■ Data records:

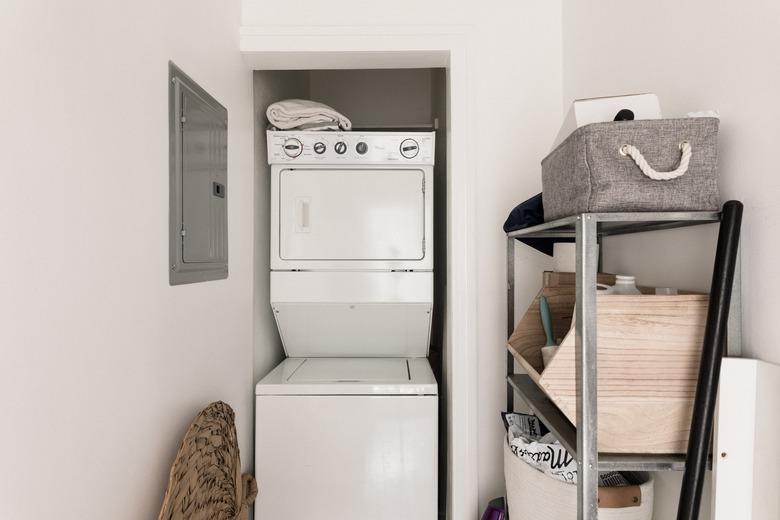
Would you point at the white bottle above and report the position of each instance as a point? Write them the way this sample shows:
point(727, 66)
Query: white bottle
point(625, 285)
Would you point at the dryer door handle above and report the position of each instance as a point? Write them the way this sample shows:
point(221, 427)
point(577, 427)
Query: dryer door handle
point(303, 215)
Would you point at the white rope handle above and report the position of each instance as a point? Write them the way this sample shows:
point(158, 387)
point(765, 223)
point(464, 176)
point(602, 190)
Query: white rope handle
point(639, 159)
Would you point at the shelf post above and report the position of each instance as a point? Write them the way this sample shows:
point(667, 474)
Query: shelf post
point(510, 318)
point(586, 231)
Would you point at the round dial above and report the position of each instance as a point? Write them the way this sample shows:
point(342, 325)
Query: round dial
point(292, 147)
point(409, 148)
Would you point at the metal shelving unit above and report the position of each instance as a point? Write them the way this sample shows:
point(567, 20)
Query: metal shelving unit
point(588, 229)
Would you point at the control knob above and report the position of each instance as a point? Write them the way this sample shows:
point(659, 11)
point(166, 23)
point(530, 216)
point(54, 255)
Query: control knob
point(292, 147)
point(409, 148)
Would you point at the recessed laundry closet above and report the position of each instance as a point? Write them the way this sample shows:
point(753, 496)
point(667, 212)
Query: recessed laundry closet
point(350, 286)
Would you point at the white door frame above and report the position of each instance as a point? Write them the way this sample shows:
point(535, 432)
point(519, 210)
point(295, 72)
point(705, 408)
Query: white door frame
point(355, 47)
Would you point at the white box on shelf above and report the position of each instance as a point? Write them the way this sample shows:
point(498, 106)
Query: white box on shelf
point(597, 110)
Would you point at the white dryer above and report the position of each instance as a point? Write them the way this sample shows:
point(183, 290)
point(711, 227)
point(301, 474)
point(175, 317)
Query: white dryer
point(347, 425)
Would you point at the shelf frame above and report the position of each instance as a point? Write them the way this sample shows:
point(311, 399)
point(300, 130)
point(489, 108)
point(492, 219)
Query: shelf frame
point(587, 230)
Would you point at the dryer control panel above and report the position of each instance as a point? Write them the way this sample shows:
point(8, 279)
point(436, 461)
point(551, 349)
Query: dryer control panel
point(355, 147)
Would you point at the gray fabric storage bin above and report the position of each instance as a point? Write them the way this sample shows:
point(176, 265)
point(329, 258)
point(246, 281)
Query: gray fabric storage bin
point(588, 173)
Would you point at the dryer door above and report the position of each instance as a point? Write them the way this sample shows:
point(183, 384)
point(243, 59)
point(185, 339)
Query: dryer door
point(348, 215)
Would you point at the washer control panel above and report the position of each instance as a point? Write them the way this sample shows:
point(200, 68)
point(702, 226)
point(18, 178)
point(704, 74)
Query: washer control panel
point(351, 147)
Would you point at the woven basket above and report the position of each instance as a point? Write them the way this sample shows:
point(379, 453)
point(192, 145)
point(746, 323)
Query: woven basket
point(205, 481)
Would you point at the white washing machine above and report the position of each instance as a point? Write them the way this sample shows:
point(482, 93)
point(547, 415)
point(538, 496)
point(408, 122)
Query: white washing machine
point(347, 425)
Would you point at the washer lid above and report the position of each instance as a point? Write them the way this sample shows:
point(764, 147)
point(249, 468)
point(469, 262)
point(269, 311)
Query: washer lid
point(349, 376)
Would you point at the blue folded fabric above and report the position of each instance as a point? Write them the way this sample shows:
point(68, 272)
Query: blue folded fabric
point(531, 213)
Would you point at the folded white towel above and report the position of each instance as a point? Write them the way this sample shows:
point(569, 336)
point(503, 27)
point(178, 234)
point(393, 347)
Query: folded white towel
point(303, 114)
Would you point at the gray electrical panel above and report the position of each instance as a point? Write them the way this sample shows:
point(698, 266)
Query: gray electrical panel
point(198, 182)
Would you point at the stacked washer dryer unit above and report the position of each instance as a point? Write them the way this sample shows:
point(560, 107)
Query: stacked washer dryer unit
point(347, 424)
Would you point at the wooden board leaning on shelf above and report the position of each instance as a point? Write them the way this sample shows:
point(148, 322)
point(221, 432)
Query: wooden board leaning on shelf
point(649, 348)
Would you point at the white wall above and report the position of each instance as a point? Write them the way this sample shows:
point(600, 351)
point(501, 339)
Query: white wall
point(516, 71)
point(696, 55)
point(102, 363)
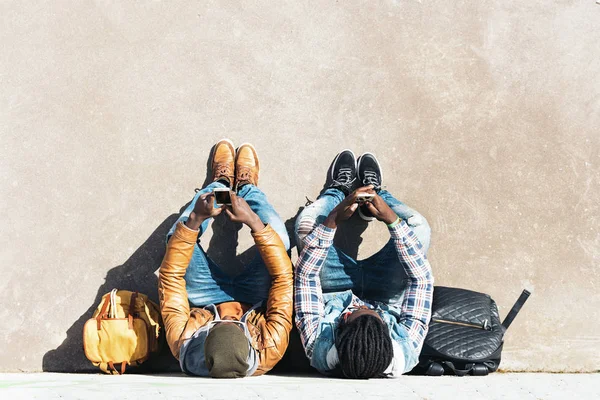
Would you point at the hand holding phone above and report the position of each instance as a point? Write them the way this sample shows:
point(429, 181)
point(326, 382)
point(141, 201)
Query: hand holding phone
point(222, 196)
point(203, 209)
point(380, 210)
point(363, 197)
point(240, 211)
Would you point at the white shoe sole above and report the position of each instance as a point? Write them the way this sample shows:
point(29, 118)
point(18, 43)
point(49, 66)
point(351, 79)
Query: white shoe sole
point(378, 165)
point(338, 156)
point(364, 217)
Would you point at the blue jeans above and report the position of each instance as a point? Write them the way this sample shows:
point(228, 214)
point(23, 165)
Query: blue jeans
point(206, 282)
point(378, 278)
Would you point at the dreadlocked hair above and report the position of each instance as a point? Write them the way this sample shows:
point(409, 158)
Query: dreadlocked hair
point(364, 348)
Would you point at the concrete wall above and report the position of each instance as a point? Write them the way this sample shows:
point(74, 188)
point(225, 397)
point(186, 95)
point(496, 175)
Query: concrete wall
point(484, 115)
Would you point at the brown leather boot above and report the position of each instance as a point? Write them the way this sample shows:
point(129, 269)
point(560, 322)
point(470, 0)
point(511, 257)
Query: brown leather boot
point(246, 166)
point(223, 163)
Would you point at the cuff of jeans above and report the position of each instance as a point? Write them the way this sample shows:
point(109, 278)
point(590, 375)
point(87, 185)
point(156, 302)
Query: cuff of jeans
point(400, 230)
point(321, 236)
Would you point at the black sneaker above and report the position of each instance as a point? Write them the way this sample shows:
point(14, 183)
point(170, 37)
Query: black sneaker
point(343, 172)
point(369, 173)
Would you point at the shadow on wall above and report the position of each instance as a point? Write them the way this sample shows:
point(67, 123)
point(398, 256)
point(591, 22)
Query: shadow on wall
point(136, 274)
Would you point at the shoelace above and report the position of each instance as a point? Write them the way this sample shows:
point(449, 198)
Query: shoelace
point(223, 170)
point(371, 178)
point(344, 177)
point(243, 174)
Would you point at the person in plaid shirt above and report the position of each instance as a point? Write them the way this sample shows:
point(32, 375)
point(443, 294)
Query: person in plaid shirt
point(369, 318)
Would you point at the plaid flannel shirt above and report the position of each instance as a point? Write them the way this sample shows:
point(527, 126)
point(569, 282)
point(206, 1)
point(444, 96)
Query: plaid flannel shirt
point(308, 297)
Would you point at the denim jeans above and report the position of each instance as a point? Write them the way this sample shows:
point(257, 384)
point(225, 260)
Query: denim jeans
point(378, 278)
point(206, 282)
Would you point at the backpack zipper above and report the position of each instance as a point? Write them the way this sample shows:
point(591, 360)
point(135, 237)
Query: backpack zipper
point(485, 326)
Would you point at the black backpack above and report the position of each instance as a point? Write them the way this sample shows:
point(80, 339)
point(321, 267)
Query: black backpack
point(465, 334)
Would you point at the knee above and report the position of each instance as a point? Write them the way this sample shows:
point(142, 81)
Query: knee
point(423, 232)
point(282, 232)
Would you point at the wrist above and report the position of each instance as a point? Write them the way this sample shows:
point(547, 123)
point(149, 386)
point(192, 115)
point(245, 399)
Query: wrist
point(255, 224)
point(390, 219)
point(194, 221)
point(330, 221)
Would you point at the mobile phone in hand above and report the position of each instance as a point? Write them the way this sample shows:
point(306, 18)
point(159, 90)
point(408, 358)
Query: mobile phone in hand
point(364, 197)
point(222, 196)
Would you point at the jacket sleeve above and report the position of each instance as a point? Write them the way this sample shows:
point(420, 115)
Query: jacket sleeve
point(174, 305)
point(279, 304)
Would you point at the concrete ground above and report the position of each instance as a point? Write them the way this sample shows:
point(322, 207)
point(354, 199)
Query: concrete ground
point(496, 386)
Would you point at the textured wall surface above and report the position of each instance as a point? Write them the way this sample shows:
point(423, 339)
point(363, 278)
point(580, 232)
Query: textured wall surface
point(484, 116)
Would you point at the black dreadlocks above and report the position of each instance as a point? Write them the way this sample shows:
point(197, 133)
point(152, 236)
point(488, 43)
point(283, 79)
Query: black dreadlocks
point(364, 348)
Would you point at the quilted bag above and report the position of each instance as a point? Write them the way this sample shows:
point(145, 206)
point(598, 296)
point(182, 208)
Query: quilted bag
point(124, 330)
point(465, 334)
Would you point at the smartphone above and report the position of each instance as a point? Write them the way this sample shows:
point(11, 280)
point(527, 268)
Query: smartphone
point(222, 196)
point(364, 197)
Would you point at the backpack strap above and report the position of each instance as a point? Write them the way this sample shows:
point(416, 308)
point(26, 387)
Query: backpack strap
point(132, 311)
point(515, 310)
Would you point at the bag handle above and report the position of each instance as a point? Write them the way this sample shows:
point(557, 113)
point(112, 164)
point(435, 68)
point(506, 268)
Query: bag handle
point(515, 309)
point(111, 365)
point(102, 313)
point(132, 309)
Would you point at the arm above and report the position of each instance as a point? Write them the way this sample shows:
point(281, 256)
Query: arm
point(416, 306)
point(309, 305)
point(308, 296)
point(174, 305)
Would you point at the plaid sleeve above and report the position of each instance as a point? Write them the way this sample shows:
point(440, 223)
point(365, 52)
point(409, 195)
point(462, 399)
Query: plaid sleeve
point(308, 298)
point(416, 306)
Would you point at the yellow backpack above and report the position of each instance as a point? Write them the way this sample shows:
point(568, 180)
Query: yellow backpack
point(124, 330)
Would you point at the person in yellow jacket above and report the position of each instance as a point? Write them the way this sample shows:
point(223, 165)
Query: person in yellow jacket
point(217, 325)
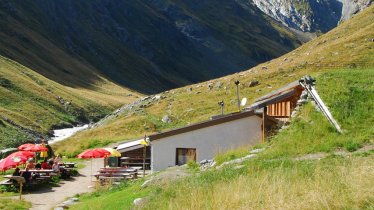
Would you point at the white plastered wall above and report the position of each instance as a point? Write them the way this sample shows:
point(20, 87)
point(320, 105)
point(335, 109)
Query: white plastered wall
point(208, 141)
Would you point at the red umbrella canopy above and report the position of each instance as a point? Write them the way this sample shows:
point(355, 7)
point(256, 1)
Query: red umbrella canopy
point(33, 148)
point(23, 146)
point(94, 153)
point(15, 159)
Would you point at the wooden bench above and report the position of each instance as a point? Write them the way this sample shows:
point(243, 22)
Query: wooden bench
point(6, 182)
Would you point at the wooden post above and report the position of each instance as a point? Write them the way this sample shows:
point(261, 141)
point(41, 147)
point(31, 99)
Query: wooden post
point(263, 124)
point(144, 154)
point(20, 189)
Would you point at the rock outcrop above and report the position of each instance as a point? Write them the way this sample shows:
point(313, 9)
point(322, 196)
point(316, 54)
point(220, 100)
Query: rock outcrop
point(352, 7)
point(311, 15)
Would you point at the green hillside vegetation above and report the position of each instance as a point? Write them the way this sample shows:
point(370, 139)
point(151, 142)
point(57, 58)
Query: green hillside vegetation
point(275, 179)
point(147, 46)
point(348, 46)
point(30, 103)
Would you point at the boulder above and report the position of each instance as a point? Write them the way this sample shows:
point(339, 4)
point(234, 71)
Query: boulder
point(218, 85)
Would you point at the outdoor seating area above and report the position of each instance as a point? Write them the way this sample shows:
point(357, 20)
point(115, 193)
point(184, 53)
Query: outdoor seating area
point(29, 172)
point(110, 175)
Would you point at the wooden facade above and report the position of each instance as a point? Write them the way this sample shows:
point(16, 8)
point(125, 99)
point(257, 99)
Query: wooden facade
point(284, 108)
point(280, 103)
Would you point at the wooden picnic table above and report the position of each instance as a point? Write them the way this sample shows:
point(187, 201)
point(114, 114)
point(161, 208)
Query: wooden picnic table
point(117, 169)
point(68, 164)
point(46, 172)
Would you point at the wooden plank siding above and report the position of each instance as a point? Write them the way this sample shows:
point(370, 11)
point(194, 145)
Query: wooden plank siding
point(283, 109)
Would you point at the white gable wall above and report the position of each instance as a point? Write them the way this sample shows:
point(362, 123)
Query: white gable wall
point(208, 141)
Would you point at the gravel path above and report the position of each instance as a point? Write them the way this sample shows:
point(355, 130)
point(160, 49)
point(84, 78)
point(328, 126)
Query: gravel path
point(48, 198)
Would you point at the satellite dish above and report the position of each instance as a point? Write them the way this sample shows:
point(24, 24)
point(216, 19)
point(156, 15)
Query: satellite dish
point(244, 102)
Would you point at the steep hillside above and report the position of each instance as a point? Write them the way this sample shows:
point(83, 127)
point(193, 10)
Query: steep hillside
point(304, 15)
point(31, 105)
point(148, 46)
point(306, 166)
point(348, 46)
point(311, 15)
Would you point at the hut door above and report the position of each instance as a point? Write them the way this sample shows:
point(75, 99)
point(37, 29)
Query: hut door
point(184, 155)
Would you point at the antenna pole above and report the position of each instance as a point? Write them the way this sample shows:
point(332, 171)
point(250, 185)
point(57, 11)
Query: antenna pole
point(237, 93)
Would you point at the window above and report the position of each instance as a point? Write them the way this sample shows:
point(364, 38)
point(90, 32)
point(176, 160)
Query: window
point(184, 155)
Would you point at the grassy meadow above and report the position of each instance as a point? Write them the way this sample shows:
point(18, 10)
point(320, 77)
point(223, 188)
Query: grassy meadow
point(349, 46)
point(35, 103)
point(275, 178)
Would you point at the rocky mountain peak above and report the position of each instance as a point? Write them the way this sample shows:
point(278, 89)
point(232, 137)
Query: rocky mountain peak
point(311, 15)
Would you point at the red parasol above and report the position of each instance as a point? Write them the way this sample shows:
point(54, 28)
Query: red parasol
point(15, 159)
point(33, 148)
point(23, 146)
point(94, 153)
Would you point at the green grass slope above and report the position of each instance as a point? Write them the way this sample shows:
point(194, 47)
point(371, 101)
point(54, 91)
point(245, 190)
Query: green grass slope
point(348, 46)
point(31, 104)
point(275, 179)
point(148, 46)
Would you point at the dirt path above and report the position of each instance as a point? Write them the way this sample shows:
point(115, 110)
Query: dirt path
point(48, 198)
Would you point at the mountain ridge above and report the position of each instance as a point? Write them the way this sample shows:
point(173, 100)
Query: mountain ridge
point(147, 46)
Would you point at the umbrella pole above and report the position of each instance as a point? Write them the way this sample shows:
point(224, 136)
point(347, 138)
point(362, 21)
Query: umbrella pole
point(91, 169)
point(20, 190)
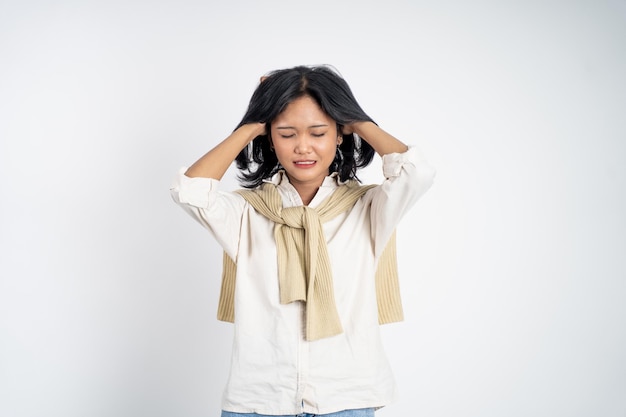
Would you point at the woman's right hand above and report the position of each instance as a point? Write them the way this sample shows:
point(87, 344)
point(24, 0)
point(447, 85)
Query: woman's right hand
point(215, 162)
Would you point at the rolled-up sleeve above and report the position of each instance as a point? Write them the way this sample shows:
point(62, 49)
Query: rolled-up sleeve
point(218, 211)
point(407, 177)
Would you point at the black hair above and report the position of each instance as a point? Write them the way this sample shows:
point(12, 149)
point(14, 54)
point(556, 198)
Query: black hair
point(331, 92)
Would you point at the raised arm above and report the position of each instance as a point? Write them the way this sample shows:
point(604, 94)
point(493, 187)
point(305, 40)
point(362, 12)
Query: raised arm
point(215, 163)
point(382, 142)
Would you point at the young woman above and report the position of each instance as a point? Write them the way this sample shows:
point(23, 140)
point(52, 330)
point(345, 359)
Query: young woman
point(309, 266)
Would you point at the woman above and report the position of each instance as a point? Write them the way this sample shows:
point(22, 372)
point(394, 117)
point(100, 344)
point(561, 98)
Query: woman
point(309, 269)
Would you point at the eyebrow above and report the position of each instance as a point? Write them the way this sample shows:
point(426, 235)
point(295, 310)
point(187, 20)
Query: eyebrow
point(310, 127)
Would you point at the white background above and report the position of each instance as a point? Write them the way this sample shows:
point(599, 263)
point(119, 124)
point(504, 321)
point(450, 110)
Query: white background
point(513, 265)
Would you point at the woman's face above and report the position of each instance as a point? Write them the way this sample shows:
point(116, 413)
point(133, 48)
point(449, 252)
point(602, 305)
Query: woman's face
point(305, 140)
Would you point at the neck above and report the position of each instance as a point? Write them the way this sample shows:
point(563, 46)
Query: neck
point(306, 192)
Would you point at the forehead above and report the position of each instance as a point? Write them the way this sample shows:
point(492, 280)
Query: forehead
point(303, 110)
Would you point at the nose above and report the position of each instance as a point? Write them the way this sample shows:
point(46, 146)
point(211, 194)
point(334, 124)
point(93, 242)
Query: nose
point(303, 144)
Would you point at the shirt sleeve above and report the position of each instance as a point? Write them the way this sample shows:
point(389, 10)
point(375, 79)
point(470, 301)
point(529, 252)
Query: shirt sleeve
point(407, 177)
point(218, 211)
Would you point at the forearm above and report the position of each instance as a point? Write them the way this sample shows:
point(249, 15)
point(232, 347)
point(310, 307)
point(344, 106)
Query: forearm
point(217, 161)
point(382, 142)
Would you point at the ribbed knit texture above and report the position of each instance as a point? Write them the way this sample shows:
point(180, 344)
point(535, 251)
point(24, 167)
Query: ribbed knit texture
point(304, 270)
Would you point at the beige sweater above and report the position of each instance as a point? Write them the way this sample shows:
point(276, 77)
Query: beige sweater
point(303, 265)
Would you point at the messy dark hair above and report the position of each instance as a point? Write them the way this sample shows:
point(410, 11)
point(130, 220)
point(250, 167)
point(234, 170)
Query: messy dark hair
point(331, 92)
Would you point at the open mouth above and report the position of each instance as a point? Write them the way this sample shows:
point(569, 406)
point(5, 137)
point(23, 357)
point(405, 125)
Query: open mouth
point(304, 164)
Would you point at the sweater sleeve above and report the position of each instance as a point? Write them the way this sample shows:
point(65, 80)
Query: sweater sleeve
point(407, 177)
point(218, 211)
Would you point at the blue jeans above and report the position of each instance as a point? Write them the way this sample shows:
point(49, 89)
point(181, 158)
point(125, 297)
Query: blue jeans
point(361, 412)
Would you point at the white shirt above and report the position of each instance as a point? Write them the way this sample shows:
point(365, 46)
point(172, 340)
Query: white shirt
point(274, 370)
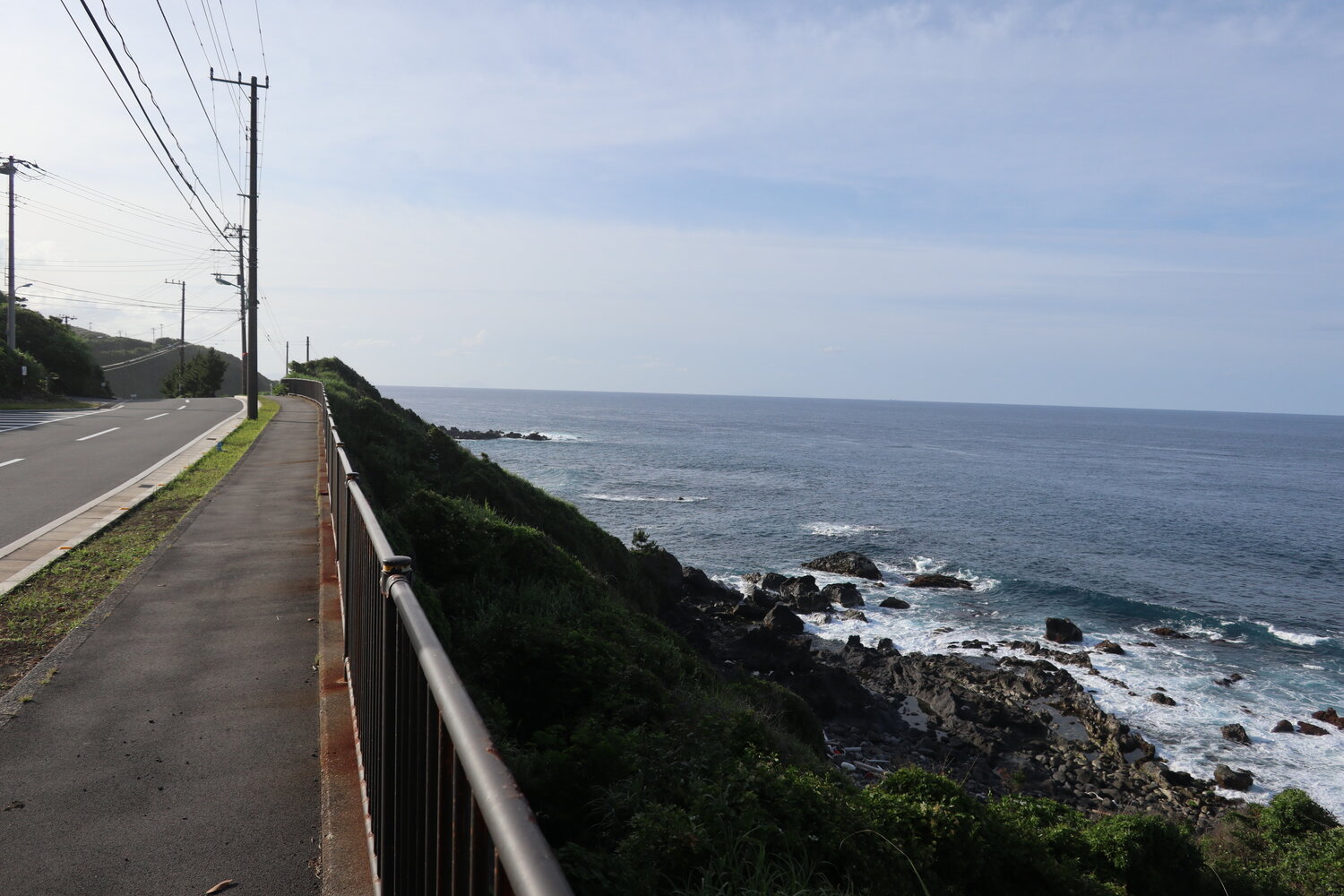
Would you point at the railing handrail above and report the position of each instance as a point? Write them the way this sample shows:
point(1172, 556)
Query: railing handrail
point(530, 866)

■ Task directions: Write out only the lines between the one holding "Would you point at the wooden post" and the one holding "point(20, 189)", inclusive, multiplying each coordinate in the answer points by 1.45 and rounding to whole numbers, with halves rounded up. Keep the requests and their sample points unchanged.

■ Output of the exercise:
Would you point at the wooden post above and report the position of each instance as a point? Write them the way this sample shows:
point(261, 141)
point(41, 147)
point(31, 99)
Query: wooden post
point(381, 180)
point(209, 223)
point(29, 274)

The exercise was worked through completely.